BEGIN Passage provided

Can multiple Ray Data pipeline steps share the same large model instance for inference?

Hi,

In a Ray Data processing pipeline, I have multiple steps that all need to call the same large model for inference. Although their preprocessing and postprocessing may differ, the inference stage itself is exactly the same across these steps.

Is it possible for these steps to share the same model instance (e.g., the same GPU-backed actor or engine) to avoid loading multiple copies of the model into GPU memory? Right now, if each step starts its own instance, we don’t have enough GPUs to support this efficiently.

Has anyone managed to reuse the same model instance across multiple pipeline steps in Ray Data, or is there a recommended pattern for this scenario?

Thanks in advance for any advice.

import ray
from ray.data.llm import vLLMEngineProcessorConfig, build_llm_processor
import numpy as np

config = vLLMEngineProcessorConfig(
    model_source="unsloth/Llama-3.1-8B-Instruct",
    engine_kwargs={
        "enable_chunked_prefill": True,
        "max_num_batched_tokens": 4096,
        "max_model_len": 16384,
    },
    concurrency=1,
    batch_size=64,
)
processor = build_llm_processor(
    config,
    preprocess=lambda row: dict(
        messages=[
            {"role": "system", "content": "You are a bot that responds with haikus."},
            {"role": "user", "content": row["item"]}
        ],
        sampling_params=dict(
            temperature=0.3,
            max_tokens=250,
        )

END Passage provided

* Apply what you read
1 – Summarize the forum post in two sentences.
2 – What batch size is set in the configuration shown in the forum post?
3 – Please print the forum post from "Is it possible" up to and including "for this scenario?".

BEGIN Given entries

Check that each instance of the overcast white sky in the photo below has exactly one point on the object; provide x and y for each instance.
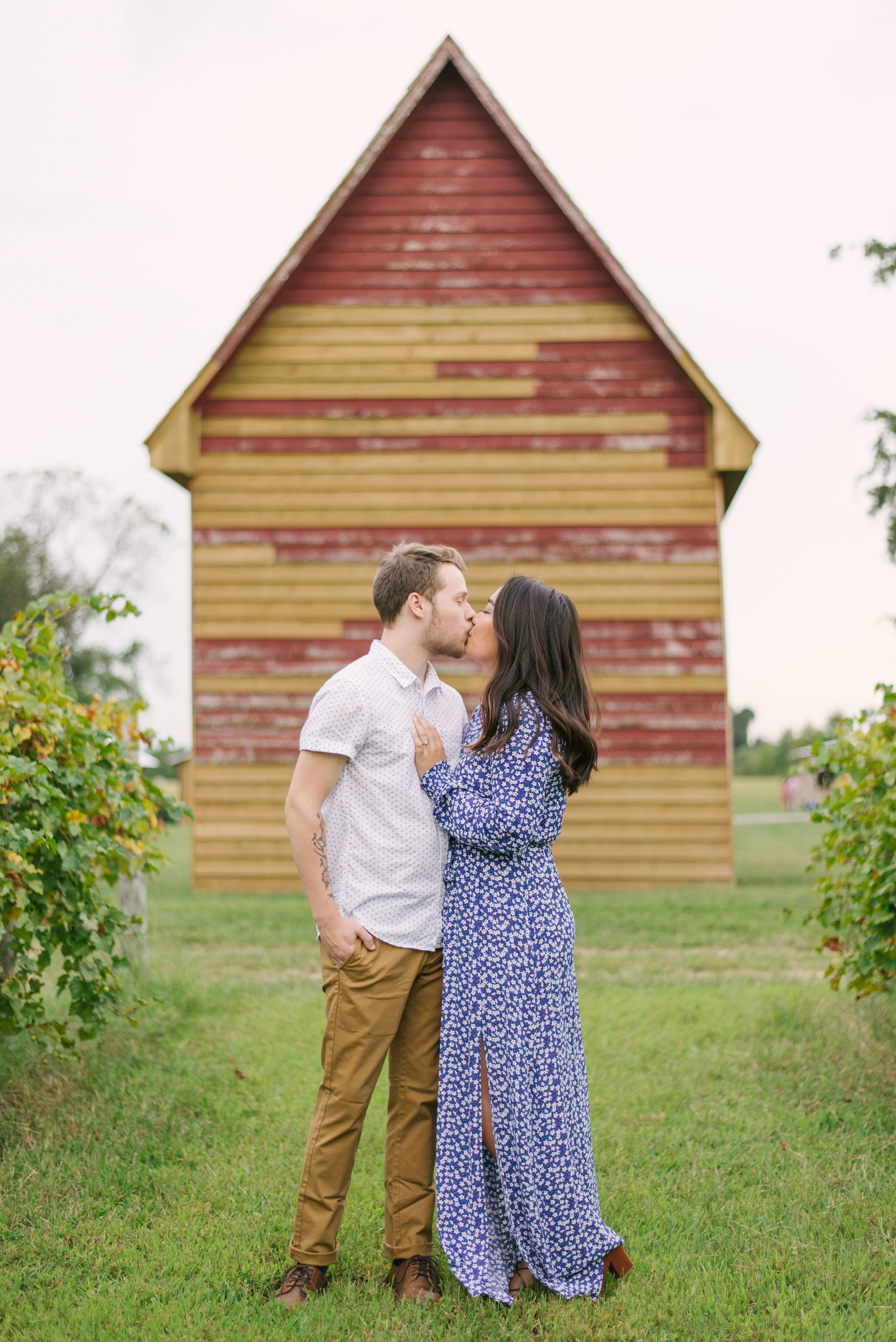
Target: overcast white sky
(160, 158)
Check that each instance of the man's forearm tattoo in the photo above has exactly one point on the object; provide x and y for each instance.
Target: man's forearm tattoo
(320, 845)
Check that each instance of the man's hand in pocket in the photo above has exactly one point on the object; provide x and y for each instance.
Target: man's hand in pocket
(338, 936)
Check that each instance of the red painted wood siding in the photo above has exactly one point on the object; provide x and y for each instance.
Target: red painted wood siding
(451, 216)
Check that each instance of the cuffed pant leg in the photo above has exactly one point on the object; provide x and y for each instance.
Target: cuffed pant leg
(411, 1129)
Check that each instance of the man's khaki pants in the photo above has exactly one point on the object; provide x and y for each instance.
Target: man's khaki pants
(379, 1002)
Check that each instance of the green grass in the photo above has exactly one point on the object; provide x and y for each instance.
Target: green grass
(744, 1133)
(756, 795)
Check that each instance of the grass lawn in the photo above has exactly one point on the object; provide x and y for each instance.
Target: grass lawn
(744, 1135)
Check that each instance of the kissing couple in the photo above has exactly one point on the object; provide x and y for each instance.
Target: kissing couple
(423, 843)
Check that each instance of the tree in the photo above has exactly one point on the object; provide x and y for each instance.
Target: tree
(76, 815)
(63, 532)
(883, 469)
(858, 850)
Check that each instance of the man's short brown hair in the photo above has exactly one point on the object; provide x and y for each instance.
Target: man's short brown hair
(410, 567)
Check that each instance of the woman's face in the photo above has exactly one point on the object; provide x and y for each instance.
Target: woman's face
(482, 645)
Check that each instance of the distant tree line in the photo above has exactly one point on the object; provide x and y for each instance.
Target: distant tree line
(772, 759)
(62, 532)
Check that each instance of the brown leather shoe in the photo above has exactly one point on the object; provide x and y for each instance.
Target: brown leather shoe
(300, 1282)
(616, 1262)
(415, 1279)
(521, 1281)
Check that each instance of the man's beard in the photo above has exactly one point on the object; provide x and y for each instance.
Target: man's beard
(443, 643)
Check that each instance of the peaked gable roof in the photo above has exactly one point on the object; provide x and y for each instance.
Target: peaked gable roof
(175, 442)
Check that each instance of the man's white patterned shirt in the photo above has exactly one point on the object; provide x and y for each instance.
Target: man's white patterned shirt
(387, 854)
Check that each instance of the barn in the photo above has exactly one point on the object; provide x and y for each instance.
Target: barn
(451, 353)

END Given entries

* Your written answers
1 – The poster has a Ray Data pipeline in which several steps call the same large model for inference, with different preprocessing and postprocessing but an identical inference stage. They ask whether these steps can share one model instance to avoid loading multiple copies into GPU memory, because giving each step its own instance would need more GPUs than they have.

2 – 64

3 –
Is it possible for these steps to share the same model instance (e.g., the same GPU-backed actor or engine) to avoid loading multiple copies of the model into GPU memory? Right now, if each step starts its own instance, we don’t have enough GPUs to support this efficiently.

Has anyone managed to reuse the same model instance across multiple pipeline steps in Ray Data, or is there a recommended pattern for this scenario?